START RECORDED DATA

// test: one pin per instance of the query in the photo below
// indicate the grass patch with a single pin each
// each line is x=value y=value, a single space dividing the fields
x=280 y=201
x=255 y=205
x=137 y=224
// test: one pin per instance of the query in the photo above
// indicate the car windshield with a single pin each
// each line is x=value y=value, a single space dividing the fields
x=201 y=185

END RECORDED DATA
START RECORDED DATA

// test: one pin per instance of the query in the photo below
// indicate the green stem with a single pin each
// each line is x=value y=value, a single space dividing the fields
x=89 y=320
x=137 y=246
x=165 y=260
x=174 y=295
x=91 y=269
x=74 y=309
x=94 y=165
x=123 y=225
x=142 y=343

END RECORDED DATA
START RECORDED DATA

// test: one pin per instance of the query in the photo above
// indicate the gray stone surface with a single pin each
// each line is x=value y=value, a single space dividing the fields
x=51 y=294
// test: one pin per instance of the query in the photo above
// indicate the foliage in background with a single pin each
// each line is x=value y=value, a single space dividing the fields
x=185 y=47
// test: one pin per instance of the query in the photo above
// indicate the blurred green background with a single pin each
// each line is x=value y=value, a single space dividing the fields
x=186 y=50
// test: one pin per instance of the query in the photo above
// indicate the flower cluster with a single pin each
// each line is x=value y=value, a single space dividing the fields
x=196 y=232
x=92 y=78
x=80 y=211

END RECORDED DATA

=== WORK TO COMPLETE ===
Every line above that holds the string "green" counts once; give the total and nothing more.

=== COMPLETED TASK ===
2